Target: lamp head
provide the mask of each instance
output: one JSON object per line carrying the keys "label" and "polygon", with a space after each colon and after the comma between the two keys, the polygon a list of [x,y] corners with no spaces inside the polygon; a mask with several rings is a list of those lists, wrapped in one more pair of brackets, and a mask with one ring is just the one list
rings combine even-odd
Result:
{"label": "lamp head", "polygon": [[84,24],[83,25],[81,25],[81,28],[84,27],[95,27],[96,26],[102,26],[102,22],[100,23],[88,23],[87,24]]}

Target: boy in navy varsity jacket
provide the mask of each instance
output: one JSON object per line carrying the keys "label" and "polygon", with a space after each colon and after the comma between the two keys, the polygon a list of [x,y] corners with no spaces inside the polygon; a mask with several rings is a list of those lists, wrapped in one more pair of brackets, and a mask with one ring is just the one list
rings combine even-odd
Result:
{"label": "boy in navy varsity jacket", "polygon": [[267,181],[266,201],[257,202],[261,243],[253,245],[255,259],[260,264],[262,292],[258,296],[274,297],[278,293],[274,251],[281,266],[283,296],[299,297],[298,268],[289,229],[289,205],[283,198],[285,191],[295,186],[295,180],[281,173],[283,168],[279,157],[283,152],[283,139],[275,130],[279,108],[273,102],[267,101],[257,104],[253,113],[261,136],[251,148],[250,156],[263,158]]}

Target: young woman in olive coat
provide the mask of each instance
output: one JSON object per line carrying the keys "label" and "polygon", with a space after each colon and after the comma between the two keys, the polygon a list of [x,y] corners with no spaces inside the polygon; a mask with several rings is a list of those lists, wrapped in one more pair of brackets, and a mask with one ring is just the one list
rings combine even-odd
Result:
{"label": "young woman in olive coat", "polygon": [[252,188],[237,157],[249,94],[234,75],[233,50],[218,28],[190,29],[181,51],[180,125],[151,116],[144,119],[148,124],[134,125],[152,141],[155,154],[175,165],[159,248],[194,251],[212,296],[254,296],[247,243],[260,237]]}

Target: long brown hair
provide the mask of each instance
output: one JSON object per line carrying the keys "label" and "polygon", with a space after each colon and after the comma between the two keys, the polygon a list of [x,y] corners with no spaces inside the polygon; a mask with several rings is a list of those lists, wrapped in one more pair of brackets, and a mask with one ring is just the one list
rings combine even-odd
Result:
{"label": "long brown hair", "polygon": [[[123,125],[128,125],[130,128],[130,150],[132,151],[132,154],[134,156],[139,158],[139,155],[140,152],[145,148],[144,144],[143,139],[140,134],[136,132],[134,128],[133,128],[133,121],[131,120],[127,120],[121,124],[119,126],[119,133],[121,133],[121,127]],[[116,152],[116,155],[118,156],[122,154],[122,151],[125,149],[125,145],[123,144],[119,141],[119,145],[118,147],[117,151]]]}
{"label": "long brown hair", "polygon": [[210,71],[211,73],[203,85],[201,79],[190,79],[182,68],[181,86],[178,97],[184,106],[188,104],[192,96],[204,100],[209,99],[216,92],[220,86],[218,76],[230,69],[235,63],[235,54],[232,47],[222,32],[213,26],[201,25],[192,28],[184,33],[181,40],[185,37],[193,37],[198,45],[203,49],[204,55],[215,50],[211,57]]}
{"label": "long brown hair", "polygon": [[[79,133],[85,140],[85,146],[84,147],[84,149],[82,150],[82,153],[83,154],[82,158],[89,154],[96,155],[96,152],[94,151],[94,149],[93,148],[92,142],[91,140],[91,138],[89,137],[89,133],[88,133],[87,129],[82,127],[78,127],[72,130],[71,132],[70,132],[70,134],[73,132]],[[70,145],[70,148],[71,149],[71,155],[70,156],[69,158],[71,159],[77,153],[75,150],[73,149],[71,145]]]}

### OBJECTIVE
Return verbatim the part of the items that opens with the line containing "Target: long brown hair" and closes with the last line of the items, both ends included.

### EXPECTED ANSWER
Target: long brown hair
provide the mask of each instance
output: one JSON object per line carrying the keys "label" and "polygon", with a space after each colon and after the comma between the two keys, the polygon a list of [x,y] corners with no spaces inside the polygon; a mask with several rings is a list of those lists, wrapped in one more pair of brackets, and a mask with one ring is just the one list
rings combine even-odd
Result:
{"label": "long brown hair", "polygon": [[[123,125],[128,125],[130,128],[130,150],[132,151],[132,154],[134,156],[139,158],[139,155],[140,152],[145,148],[144,144],[143,139],[140,134],[136,132],[134,128],[133,128],[133,121],[131,120],[127,120],[121,124],[119,126],[119,133],[121,133],[121,127]],[[116,152],[116,155],[118,156],[122,154],[122,151],[125,149],[125,145],[123,144],[119,141],[119,145],[118,147],[117,151]]]}
{"label": "long brown hair", "polygon": [[210,71],[211,73],[203,85],[201,79],[190,79],[182,68],[181,86],[178,97],[184,106],[188,104],[192,96],[204,100],[209,99],[216,92],[220,86],[218,76],[230,69],[235,63],[235,54],[232,47],[222,32],[213,26],[201,25],[192,28],[184,33],[181,40],[185,37],[193,37],[198,45],[203,49],[204,55],[215,50],[211,57]]}
{"label": "long brown hair", "polygon": [[[79,133],[85,140],[85,146],[84,147],[84,149],[82,150],[82,153],[83,154],[82,158],[89,154],[96,155],[96,152],[94,151],[94,149],[93,148],[92,142],[91,140],[91,138],[89,137],[89,133],[88,133],[87,129],[82,127],[78,127],[72,130],[71,132],[70,132],[70,134],[73,132]],[[70,145],[70,148],[71,149],[71,155],[70,156],[69,158],[71,159],[77,153],[75,150],[73,149],[71,145]]]}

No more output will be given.